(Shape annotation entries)
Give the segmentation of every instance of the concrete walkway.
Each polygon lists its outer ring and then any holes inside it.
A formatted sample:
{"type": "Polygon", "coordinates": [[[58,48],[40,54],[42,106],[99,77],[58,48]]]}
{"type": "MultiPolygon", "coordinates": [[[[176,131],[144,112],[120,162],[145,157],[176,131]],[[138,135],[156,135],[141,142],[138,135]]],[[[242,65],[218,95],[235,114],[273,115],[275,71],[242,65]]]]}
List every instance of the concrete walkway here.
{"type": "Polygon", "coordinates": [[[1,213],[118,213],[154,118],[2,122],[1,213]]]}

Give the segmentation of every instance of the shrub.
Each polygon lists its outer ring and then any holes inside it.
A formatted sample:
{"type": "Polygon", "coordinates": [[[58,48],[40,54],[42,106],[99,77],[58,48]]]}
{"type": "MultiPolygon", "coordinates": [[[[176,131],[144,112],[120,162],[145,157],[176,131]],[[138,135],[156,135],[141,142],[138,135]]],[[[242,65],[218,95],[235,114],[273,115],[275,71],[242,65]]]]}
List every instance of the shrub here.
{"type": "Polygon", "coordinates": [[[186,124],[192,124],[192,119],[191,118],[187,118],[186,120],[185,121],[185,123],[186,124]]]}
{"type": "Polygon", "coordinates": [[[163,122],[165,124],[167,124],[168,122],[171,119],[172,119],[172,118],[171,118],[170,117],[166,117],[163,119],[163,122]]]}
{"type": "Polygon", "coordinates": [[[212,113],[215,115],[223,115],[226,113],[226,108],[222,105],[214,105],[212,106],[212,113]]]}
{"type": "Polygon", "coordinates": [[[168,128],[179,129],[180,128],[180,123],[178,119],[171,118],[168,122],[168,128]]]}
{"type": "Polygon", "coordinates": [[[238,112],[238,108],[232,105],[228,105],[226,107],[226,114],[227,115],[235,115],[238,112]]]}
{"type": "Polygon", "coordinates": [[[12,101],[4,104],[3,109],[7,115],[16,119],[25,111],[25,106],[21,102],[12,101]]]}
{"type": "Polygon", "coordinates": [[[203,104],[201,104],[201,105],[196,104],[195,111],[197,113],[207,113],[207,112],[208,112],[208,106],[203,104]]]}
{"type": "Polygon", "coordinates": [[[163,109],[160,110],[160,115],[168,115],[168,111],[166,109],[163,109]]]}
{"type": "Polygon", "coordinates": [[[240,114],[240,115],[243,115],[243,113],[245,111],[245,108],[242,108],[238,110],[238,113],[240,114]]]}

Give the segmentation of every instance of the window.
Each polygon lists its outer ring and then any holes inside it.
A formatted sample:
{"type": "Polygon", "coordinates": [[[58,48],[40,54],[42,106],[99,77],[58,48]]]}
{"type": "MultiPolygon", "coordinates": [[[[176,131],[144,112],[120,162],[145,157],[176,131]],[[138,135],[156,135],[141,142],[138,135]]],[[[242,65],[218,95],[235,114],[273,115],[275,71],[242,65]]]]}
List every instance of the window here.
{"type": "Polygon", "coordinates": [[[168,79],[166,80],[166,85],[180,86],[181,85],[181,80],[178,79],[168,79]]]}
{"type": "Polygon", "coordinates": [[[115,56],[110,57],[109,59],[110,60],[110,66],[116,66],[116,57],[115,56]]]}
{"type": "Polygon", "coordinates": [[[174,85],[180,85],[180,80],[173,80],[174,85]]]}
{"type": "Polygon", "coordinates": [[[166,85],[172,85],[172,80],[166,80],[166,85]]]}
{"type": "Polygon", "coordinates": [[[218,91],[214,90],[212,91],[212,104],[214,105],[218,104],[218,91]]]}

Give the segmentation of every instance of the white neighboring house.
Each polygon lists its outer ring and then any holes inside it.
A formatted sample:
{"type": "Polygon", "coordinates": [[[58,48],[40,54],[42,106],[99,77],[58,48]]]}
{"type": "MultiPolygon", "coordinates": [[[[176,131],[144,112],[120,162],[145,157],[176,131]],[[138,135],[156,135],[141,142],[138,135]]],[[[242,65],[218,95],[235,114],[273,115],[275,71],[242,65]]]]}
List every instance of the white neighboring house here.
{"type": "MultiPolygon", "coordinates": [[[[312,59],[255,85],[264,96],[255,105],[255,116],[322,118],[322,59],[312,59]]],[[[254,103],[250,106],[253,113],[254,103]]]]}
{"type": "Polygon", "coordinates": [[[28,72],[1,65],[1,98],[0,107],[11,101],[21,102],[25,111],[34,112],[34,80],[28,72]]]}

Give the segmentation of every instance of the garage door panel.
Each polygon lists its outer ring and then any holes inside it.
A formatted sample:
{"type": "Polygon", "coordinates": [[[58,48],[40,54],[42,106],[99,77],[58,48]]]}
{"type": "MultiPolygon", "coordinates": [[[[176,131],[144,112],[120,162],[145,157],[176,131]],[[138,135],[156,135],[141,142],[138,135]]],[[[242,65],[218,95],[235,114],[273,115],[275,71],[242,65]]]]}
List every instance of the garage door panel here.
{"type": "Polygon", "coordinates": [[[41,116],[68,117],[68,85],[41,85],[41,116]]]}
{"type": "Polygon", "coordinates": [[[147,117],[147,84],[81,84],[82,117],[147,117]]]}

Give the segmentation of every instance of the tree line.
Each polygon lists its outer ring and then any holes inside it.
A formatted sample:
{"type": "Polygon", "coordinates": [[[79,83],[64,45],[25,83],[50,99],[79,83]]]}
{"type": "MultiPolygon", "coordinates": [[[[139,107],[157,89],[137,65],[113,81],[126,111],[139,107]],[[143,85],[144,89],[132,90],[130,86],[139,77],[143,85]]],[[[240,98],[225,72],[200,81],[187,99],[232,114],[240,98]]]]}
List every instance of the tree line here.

What to produce:
Copy all of the items above line for line, changing nothing.

The output:
Give the segmentation of every instance of the concrete walkway.
Each polygon lists its outer ring and then any holes inside it.
A formatted sample:
{"type": "Polygon", "coordinates": [[[58,48],[40,54],[42,106],[99,77],[58,48]]]}
{"type": "MultiPolygon", "coordinates": [[[[176,131],[144,112],[120,162],[145,157],[176,131]],[[138,135],[156,135],[141,142],[138,135]]],[[[242,65],[218,95],[235,114],[273,115],[275,71],[242,65]]]]}
List every instance of the concrete walkway here.
{"type": "Polygon", "coordinates": [[[1,213],[118,213],[154,118],[2,122],[1,213]]]}

Give the segmentation of every instance of the shrub.
Each polygon lists its outer ring and then any holes inside it.
A formatted sample:
{"type": "Polygon", "coordinates": [[[58,48],[40,54],[42,106],[99,77],[58,48]]]}
{"type": "MultiPolygon", "coordinates": [[[[176,131],[144,112],[120,162],[145,157],[176,131]],[[138,135],[156,135],[141,142],[138,135]]],[[[242,65],[218,95],[235,114],[273,115],[275,71],[242,65]]]]}
List every instance of the shrub here.
{"type": "Polygon", "coordinates": [[[186,124],[192,124],[192,119],[191,118],[187,118],[186,120],[185,121],[185,123],[186,124]]]}
{"type": "Polygon", "coordinates": [[[163,122],[165,124],[167,124],[168,122],[171,119],[172,119],[172,118],[171,118],[170,117],[166,117],[163,119],[163,122]]]}
{"type": "Polygon", "coordinates": [[[212,113],[215,115],[223,115],[226,113],[226,108],[222,105],[214,105],[212,106],[212,113]]]}
{"type": "Polygon", "coordinates": [[[168,128],[179,129],[180,128],[180,123],[178,119],[171,118],[168,122],[168,128]]]}
{"type": "Polygon", "coordinates": [[[238,112],[238,108],[232,105],[228,105],[226,107],[226,114],[227,115],[235,115],[238,112]]]}
{"type": "Polygon", "coordinates": [[[12,101],[4,104],[3,109],[7,115],[16,119],[25,111],[25,106],[21,102],[12,101]]]}
{"type": "Polygon", "coordinates": [[[203,104],[201,104],[201,105],[196,104],[195,111],[197,113],[207,113],[207,112],[208,112],[208,106],[203,104]]]}
{"type": "Polygon", "coordinates": [[[163,109],[160,110],[160,115],[168,115],[168,111],[166,109],[163,109]]]}
{"type": "Polygon", "coordinates": [[[240,114],[240,115],[243,115],[243,113],[245,111],[245,108],[242,108],[238,110],[238,113],[240,114]]]}

Give the segmentation of every instance of the window.
Each polygon lists its outer ring and then any holes inside it.
A formatted sample:
{"type": "Polygon", "coordinates": [[[58,48],[40,54],[42,106],[99,77],[58,48]]]}
{"type": "MultiPolygon", "coordinates": [[[[176,131],[144,112],[120,162],[145,157],[176,131]],[[138,135],[156,135],[141,142],[138,135]]],[[[242,65],[218,95],[235,114],[273,115],[275,71],[242,65]]]]}
List every instance of the window here.
{"type": "Polygon", "coordinates": [[[168,79],[166,80],[166,85],[180,86],[181,85],[181,80],[178,79],[168,79]]]}
{"type": "Polygon", "coordinates": [[[115,56],[110,57],[109,59],[110,60],[110,66],[116,66],[116,57],[115,56]]]}
{"type": "Polygon", "coordinates": [[[174,85],[180,85],[180,80],[173,80],[174,85]]]}
{"type": "Polygon", "coordinates": [[[166,85],[172,85],[172,80],[166,80],[166,85]]]}
{"type": "Polygon", "coordinates": [[[218,91],[214,90],[212,91],[212,104],[214,105],[218,104],[218,91]]]}

Give the segmentation of every instance of the white neighboring house.
Each polygon lists its outer ring and then any holes inside it.
A formatted sample:
{"type": "Polygon", "coordinates": [[[58,48],[40,54],[42,106],[99,77],[58,48]]]}
{"type": "MultiPolygon", "coordinates": [[[[176,131],[144,112],[120,162],[145,157],[176,131]],[[138,135],[156,135],[141,142],[138,135]]],[[[242,65],[218,95],[235,114],[273,115],[275,71],[242,65]]]]}
List every instance of the white neighboring house here.
{"type": "MultiPolygon", "coordinates": [[[[312,59],[255,85],[264,96],[255,105],[255,116],[322,118],[322,59],[312,59]]],[[[254,103],[250,106],[253,113],[254,103]]]]}
{"type": "Polygon", "coordinates": [[[28,72],[1,65],[1,98],[0,107],[11,101],[21,102],[25,111],[34,112],[34,80],[28,72]]]}

Give the segmentation of every instance of the garage door panel.
Each polygon lists its outer ring and then any holes inside it.
A formatted sample:
{"type": "Polygon", "coordinates": [[[58,48],[40,54],[42,106],[99,77],[58,48]]]}
{"type": "MultiPolygon", "coordinates": [[[[176,131],[144,112],[120,162],[145,157],[176,131]],[[138,135],[156,135],[141,142],[138,135]]],[[[242,65],[218,95],[235,114],[273,115],[275,71],[242,65]]]]}
List every instance of the garage door panel here.
{"type": "Polygon", "coordinates": [[[41,116],[68,117],[68,85],[41,85],[41,116]]]}
{"type": "Polygon", "coordinates": [[[147,117],[147,84],[81,84],[82,117],[147,117]]]}

Give the segmentation of every instance of the tree line.
Each polygon lists its outer ring and then any holes inside it.
A formatted sample:
{"type": "Polygon", "coordinates": [[[79,83],[64,45],[25,83],[50,99],[79,83]]]}
{"type": "MultiPolygon", "coordinates": [[[[139,107],[157,89],[137,65],[113,81],[126,111],[139,107]],[[143,85],[144,89],[132,90],[130,86],[139,77],[143,85]]],[[[240,98],[225,72],[200,81],[187,99],[232,114],[240,98]]]]}
List every instance of the tree line here.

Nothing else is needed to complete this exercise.